Reproduce the passage on dashboard lessons word for word, from "Hi, I’m Brad" up to and including "in the marketplace.".
*** Quoted text ***
Hi, I’m Brad Hines. I’m a technical services team member at iDashboards. I help clients with implementation and development of Business Intelligence projects by using the iDashboards software. I love what I do and do what I love.

I’ve learned a great deal this past year about implementing Business Intelligence projects. To round out the iDashboards blog for 2013, I’ve decided to share some of the best ‘lessons learned’ while on the road and share some of the experiences I’ve had. Some of the most rewarding, and the most painful lessons, are hard fought and will help with any organization that endeavors to improve its processes and transform its effectiveness in the marketplace.

I hope you will find these as insightful and humorous as I did. Let’s dashboard!

1) Don’t be afraid to start
So many organizations are worried about what their projects will yield or look like that they often agonize and never get started. Champions leave, organizational priorities change, and organizational changes can often make developed dashboards irrelevant. Change happens, and often quickly. I find a far more effective approach with BI design is realizing that dashboard designing is by nature iterative, never ending, and organic. Your designs will change constantly. It’s much more effective to design and get it close to right and correct than it is to never get started. Just know that this will be an ongoing challenge and there will always be a need to develop and change content. This often stems from finding patterns from the first-go round and asking new and better questions over time. To quote Yoda, “Let the dashboard flow within you. With each dashboard you become stronger. Use the Dashboard, and trust in the Dashboard Brad.” …Did I get that quote right?

2) Nobody ever gets it right on the first try – this is iterative
Folks whom are not involved with the dashboard process will change their minds or not articulate what they really need to make decisions. Someone isn’t going to be happy with a design choice. Someone will still mention a significant factor that wasn’t considered when a dashboard was built. It happens, and not only is it OK, it’s expected and welcomed! Build dashboards with designs that are repeatable and allow enough design room for changes. We also built the software to be flexible enough to quickly re-create concepts into completed dashboards. It’s OK if things change, your dashboards can adapt.

3) Recycle and re-purpose with Pride
I find that after I design a chart I am often repeating the same chart designs over and over again. I’m a huge advocate for re-purposing the charts I create and transforming them into new concepts. Steal with pride! Why spend all the extra time involved with re-creating designs when you could re-purpose a chart and spend less time working on design?

4) Create a template gallery
I save a lot of time by creating default templates for my development teams. So, when a new dashboard concept is developed I create a generic chart with design choices, and a generic dashboard layout. Then, when I create additional charts I just re-cycle the template charts and dashboards. This saves me hours of development work and repeating what is previously created.

5) Choose dashboard building efforts based on value-added to the organization and the available skill set
Rather than focusing on an initial dashboard that adds a ton of value but is challenging to create, instead when you are first developing focus on the easiest dashboards to create first. The lessons learned about how team members interact and the capabilities of the organization will become apparent. I like to work on easier dashboards, then circle back to more complex and more value-added dashboards. I always end up saving time in the long run by tackling the easiest first and developing skill sets when training. My students then become confident dashboard sharks eager for their next organizational challenge.
*** Stored data ***
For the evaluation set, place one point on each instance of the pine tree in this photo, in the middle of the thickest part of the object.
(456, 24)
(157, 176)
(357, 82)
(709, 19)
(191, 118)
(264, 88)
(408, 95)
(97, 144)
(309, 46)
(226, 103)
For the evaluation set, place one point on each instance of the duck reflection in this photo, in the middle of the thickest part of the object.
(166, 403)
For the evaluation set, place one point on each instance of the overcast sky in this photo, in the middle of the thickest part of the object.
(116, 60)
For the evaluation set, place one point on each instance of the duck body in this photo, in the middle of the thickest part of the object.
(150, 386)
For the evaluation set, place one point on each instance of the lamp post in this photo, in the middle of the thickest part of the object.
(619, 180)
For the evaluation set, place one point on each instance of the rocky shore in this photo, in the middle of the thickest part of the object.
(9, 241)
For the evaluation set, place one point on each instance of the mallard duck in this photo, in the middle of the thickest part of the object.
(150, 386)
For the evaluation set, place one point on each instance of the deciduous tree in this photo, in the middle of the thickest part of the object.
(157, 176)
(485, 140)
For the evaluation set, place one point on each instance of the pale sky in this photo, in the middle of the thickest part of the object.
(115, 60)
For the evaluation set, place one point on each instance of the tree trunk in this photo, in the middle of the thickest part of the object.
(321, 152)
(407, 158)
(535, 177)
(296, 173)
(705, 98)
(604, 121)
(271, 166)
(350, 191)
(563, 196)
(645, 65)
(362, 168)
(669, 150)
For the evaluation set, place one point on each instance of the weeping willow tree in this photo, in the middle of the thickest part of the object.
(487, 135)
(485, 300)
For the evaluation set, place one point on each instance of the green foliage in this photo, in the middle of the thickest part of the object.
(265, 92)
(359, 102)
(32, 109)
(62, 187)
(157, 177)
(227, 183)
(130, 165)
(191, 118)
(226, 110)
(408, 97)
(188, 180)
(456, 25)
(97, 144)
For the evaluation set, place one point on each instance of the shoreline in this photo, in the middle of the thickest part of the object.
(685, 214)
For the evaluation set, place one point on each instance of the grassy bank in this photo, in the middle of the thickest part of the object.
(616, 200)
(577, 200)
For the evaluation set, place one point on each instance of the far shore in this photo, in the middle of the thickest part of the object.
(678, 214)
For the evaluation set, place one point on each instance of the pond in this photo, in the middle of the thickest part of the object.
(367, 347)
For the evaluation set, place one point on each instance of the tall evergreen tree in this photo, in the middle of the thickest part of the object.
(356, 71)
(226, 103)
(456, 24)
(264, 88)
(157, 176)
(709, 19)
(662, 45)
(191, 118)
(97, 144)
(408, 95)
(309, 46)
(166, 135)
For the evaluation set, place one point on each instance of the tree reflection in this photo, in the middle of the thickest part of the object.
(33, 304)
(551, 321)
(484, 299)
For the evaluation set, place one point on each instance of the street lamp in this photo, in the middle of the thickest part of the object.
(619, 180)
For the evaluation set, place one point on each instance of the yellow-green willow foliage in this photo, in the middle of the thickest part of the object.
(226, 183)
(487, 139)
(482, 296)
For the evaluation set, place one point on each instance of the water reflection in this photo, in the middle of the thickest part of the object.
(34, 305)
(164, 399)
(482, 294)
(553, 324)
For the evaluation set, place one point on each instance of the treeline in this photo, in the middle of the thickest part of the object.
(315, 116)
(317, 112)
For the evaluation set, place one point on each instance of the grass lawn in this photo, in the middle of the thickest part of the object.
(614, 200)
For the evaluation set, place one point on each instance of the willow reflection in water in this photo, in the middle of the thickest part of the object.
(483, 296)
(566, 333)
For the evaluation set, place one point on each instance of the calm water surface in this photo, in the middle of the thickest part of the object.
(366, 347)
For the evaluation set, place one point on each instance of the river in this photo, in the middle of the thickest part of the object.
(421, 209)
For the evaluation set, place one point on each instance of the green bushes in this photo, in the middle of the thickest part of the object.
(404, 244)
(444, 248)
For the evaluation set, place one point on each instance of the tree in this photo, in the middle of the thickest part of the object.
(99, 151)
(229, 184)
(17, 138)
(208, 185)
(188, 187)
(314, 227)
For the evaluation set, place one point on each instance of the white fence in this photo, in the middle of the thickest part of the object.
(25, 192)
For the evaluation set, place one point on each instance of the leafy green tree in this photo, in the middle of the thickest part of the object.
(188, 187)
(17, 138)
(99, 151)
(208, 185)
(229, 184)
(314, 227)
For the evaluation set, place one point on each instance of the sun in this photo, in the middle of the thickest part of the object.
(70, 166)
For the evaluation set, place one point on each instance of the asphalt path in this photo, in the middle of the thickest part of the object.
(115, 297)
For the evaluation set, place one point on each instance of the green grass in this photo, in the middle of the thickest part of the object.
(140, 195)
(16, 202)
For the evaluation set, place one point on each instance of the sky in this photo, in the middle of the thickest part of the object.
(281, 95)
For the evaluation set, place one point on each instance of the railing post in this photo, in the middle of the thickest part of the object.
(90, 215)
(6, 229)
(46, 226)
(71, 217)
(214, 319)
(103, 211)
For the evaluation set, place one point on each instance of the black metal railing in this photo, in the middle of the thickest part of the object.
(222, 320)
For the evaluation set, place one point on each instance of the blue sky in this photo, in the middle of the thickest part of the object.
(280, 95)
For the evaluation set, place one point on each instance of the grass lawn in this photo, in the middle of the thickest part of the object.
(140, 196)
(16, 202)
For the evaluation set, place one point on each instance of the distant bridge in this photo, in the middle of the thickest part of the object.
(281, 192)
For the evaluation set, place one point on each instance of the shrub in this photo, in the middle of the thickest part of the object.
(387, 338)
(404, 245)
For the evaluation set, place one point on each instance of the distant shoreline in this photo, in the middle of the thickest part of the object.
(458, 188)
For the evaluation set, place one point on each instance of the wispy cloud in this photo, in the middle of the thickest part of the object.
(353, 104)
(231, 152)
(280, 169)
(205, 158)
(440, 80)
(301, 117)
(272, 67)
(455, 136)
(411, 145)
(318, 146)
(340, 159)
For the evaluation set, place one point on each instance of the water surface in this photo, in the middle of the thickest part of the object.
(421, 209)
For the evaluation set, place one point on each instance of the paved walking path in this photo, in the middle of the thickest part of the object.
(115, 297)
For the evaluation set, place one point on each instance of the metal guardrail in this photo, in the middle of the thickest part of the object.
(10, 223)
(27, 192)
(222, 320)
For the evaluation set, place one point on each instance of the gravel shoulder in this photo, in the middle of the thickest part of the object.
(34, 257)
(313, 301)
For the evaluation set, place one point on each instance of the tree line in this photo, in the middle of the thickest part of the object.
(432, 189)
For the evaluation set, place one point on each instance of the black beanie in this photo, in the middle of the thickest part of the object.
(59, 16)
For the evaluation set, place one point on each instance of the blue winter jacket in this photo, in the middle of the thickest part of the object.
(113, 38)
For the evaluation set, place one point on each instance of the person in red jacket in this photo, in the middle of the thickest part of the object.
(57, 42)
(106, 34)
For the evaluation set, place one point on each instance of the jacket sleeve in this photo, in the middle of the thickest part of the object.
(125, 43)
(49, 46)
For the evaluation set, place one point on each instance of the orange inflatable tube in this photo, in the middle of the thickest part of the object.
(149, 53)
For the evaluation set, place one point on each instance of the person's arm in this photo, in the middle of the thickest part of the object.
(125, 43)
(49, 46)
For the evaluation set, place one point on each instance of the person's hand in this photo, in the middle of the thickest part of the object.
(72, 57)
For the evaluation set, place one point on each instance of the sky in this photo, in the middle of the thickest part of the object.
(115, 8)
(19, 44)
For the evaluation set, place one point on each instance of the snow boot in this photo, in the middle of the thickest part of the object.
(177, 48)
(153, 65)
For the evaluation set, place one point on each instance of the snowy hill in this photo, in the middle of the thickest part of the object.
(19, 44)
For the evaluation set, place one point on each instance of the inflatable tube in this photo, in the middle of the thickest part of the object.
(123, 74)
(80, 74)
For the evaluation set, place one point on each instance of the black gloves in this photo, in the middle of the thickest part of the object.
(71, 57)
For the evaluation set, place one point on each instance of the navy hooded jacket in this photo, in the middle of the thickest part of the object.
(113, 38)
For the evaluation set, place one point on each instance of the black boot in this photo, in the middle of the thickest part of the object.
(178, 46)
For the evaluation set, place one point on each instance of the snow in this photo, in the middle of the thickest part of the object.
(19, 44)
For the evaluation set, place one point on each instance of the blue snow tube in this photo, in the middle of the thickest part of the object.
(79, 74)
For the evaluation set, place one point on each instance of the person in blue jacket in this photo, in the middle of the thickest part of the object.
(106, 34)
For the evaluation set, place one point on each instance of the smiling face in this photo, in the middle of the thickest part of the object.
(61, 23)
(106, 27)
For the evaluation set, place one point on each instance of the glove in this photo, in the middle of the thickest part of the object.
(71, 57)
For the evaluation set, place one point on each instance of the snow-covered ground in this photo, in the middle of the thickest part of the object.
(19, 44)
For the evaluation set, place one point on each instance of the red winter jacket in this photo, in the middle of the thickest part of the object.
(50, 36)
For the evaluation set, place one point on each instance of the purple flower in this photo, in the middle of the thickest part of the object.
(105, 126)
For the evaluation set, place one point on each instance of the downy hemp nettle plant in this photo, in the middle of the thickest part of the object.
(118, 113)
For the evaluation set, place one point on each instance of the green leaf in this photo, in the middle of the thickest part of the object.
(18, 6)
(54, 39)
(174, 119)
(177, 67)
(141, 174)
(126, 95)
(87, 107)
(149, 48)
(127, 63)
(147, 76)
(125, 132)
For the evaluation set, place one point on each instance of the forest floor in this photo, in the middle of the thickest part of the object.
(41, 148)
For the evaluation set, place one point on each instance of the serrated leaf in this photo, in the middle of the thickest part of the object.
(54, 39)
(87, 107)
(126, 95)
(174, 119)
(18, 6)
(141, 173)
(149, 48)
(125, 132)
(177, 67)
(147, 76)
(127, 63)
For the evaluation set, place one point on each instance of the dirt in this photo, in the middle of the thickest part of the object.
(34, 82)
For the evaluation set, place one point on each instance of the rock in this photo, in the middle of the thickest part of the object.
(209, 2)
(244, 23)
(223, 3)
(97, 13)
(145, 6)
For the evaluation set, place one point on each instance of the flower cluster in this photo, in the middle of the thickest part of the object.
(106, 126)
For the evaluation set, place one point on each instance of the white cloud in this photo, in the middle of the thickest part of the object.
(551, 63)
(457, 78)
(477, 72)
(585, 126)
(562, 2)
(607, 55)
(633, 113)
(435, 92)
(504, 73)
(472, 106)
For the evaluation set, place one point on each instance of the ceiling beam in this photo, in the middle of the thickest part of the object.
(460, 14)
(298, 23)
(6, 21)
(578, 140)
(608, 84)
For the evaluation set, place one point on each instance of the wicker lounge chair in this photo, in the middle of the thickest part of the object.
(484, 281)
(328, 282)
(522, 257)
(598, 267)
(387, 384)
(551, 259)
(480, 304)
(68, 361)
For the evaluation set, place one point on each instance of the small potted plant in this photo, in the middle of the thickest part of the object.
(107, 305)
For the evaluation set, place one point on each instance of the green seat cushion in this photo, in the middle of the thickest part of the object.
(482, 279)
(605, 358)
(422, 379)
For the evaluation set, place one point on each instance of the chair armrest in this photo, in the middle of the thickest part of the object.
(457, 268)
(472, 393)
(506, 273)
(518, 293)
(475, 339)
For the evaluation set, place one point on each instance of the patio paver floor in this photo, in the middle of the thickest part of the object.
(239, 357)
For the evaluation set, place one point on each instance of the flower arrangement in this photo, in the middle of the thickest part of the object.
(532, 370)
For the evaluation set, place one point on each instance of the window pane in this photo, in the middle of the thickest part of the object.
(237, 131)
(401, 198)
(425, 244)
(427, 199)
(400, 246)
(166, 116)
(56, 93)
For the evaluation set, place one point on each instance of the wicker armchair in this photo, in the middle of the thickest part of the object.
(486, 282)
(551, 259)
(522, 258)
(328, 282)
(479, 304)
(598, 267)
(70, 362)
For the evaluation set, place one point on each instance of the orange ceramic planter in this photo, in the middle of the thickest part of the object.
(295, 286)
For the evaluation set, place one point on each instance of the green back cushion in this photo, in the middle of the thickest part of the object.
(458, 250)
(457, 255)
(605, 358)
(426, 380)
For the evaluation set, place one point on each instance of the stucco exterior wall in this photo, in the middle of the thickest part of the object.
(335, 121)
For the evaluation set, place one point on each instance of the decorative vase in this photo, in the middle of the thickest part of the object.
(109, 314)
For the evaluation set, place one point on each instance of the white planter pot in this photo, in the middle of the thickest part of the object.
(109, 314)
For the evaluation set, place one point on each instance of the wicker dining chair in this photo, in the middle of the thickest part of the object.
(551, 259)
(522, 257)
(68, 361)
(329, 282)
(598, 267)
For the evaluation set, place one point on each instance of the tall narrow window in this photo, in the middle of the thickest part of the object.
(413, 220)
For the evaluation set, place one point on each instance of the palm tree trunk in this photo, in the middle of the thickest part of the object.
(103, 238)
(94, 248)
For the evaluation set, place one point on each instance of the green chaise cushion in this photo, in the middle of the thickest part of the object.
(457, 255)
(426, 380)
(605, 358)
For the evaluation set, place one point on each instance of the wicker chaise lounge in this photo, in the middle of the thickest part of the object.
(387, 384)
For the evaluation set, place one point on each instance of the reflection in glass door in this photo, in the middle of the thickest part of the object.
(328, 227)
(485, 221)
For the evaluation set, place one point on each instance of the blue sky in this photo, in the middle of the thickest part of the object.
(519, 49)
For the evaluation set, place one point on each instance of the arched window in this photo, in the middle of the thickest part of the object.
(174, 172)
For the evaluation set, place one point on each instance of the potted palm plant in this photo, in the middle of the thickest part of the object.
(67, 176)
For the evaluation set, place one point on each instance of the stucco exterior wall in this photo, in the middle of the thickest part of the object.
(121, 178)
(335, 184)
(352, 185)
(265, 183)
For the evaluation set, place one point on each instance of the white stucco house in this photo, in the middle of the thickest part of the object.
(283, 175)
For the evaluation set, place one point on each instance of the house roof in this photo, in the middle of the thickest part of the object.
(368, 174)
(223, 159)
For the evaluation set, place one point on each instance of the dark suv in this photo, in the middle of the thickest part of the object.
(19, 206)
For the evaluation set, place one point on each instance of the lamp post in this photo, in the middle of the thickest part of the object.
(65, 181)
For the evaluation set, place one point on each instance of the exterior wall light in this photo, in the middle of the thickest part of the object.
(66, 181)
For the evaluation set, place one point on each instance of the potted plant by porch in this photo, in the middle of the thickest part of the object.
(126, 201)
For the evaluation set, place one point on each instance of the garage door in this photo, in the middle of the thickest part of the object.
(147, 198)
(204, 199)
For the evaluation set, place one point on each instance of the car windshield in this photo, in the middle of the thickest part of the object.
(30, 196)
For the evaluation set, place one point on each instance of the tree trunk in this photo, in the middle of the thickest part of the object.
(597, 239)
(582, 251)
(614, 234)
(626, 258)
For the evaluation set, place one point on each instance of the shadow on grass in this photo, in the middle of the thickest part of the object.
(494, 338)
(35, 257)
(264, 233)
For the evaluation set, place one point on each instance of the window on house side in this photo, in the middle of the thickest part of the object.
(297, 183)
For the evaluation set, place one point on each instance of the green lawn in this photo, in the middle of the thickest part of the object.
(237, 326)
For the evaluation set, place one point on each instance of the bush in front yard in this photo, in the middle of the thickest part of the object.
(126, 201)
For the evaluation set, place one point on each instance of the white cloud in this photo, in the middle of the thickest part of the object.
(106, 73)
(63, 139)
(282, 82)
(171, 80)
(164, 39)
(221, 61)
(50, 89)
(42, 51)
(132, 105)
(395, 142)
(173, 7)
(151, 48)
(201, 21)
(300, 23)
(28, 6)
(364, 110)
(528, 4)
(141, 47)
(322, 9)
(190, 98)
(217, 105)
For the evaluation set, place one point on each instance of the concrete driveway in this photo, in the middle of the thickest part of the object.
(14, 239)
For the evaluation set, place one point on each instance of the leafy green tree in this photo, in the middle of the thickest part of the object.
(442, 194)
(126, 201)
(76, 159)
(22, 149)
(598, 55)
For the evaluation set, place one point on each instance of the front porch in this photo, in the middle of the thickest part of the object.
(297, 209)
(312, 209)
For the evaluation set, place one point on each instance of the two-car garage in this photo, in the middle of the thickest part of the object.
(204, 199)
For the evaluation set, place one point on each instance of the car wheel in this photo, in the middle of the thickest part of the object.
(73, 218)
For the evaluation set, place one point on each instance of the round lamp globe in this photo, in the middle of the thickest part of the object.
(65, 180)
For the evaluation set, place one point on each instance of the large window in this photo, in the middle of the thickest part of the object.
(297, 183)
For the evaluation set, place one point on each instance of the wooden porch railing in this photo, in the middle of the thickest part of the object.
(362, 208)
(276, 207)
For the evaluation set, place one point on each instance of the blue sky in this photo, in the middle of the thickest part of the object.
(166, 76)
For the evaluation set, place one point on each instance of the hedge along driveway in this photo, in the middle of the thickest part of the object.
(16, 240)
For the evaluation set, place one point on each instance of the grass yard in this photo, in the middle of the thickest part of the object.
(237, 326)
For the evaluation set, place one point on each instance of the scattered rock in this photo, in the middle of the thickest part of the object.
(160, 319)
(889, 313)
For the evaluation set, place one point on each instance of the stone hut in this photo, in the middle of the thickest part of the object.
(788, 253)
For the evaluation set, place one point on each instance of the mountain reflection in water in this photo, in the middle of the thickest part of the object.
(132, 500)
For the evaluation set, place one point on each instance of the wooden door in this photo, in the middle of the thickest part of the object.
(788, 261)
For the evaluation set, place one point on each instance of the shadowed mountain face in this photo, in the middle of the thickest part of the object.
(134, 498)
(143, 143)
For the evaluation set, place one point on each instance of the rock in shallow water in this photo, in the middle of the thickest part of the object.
***
# Output below
Hi, I’m Brad Hines. I’m a technical services team member at iDashboards. I help clients with implementation and development of Business Intelligence projects by using the iDashboards software. I love what I do and do what I love.

I’ve learned a great deal this past year about implementing Business Intelligence projects. To round out the iDashboards blog for 2013, I’ve decided to share some of the best ‘lessons learned’ while on the road and share some of the experiences I’ve had. Some of the most rewarding, and the most painful lessons, are hard fought and will help with any organization that endeavors to improve its processes and transform its effectiveness in the marketplace.